**課題一覧:**
**1)** 以下の不動産投資に関する本文に基づき、次の問いに答えてください。
(a) 2,000万円で購入したマンションの例では、リフォーム・リノベーションにいくらかけるとされていますか。
(b) インカムゲインの大きなメリットとして、リターンが少ないことと対比して挙げられているものは何ですか。
(c) 空室の期間には、その部屋の何がなくなると述べられていますか。
**2)** 以下の不動産投資に関する本文にある「所有する物件に入居者がいる限り、毎月家賃としての収入が得られます。」という一文を英語に訳してください。

キャピタルゲインの方法として、安い物件を購入してリフォームなどをしたうえで再販売することによって利益を生み出すこともあれば、安い物件を強気に高い値段で売るといったものまであります。
いずれにしても「安い物件をいかにして、少しでも高く売却するか」といったノウハウと経験が必要なのです。
知識さえあれば、2,000万円で購入したマンションを200万円かけてリフォーム・リノベーションしたあと、2,500万円で売却すれば、数ヶ月で300万円の利益が出せる…といったこともあるでしょう。
ただし、不動産売買の際は諸費用や税金が必要となるので、たとえ物件価格だけで計算するとプラスでも手残りの現金は少なくなってしまうので覚えておきましょう。
リスクはメリットと紙一重である側面もありますが、プロとしてのノウハウがなければ手出しできない投資法といえます。
上記ではキャピタルゲインのリスクや特色について解説しました。
ここでは、もう一方のインカムゲインのメリット・デメリットについて紹介します。
キャピタルゲインと比べると、ローリスク・ローリターンが特徴です。
<インカムゲイン狙いのメリット1:定期的な収入が見込める>
キャピタルゲインと大きく違う点でもあり、メリットなのが、家賃収入で安定した収入が見込めることです。
所有する物件に入居者がいる限り、毎月家賃としての収入が得られます。
入居者対応や管理では費用はかかりますが、管理会社に委託すれば、あなた自身が動かずに収入を得られるのです。
<インカムゲイン狙いのメリット2:高い安定性>
キャピタルゲインはハイリスク・ハイリターン、インカムゲインはローリスク・ローリターンであり、リターンは少ないものの、高い安定性が大きなメリットです。
家賃は一度決めてしまえば、よほどのことがない限り、上げたり下げたりといった変動はないでしょう。
ひと月で何百万円の利益といったハイリターンはないものの「今月、来月と近いうちに所有物件が売れるかわからない…」といった不安を抱えず、ストレスが少ないのがインカムゲインのよいところですね。
<インカムゲイン狙いのデメリット1:空室リスクがある>
所有する物件が常に満室であればよいのですが、入居者の退去は必ずあります。
当然ではありますが、空室の期間はその部屋の家賃収入がなく、そのぶん収入が減ってしまいます。
退去したらすぐに入居者を募集して、できるだけ満室の状態をキープして、常にフルで家賃収入を得たいですよね。
しかし、空室期間が長く続けば続くほど、空室ロスによる家賃収入の低下や、家賃を下げたりと、経費の面でのリスクが出てきます。
サービスや家賃、見た目のきれいさなど、常に入居者が住みたいと思える物件に管理をしていく維持費も必要となるでしょう。

**提供された行:**
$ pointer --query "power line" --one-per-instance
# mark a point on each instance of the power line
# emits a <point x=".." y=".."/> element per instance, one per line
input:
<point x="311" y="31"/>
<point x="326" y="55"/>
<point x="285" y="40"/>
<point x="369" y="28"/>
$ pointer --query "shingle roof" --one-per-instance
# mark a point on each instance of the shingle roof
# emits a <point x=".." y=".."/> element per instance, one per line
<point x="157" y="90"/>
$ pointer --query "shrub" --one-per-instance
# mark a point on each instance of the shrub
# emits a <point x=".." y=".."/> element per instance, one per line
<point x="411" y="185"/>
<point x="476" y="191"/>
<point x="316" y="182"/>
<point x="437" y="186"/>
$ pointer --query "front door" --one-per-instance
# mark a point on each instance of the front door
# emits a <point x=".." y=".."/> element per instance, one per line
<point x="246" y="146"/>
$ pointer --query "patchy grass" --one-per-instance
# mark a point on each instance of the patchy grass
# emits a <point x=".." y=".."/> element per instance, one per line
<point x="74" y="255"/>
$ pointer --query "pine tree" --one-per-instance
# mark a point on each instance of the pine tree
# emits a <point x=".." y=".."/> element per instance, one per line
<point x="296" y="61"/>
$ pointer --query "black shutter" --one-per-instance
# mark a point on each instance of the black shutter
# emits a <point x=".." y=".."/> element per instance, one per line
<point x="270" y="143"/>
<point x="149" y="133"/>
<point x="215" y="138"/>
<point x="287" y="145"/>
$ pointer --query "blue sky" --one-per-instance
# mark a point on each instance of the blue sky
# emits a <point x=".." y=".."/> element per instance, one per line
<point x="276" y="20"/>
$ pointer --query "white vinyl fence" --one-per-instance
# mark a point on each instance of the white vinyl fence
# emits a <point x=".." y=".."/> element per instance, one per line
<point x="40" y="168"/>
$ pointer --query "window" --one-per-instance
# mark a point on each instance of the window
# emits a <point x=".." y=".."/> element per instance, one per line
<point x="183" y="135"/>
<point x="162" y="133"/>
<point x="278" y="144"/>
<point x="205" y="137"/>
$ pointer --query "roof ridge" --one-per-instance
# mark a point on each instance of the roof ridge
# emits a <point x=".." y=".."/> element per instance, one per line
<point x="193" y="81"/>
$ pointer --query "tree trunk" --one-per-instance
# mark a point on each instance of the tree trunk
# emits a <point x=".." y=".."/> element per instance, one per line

**解答一覧:**
**1)**
(a) 200万円
(b) 高い安定性
(c) 家賃収入

**2)** As long as the property you own has tenants, you can receive income in the form of rent every month.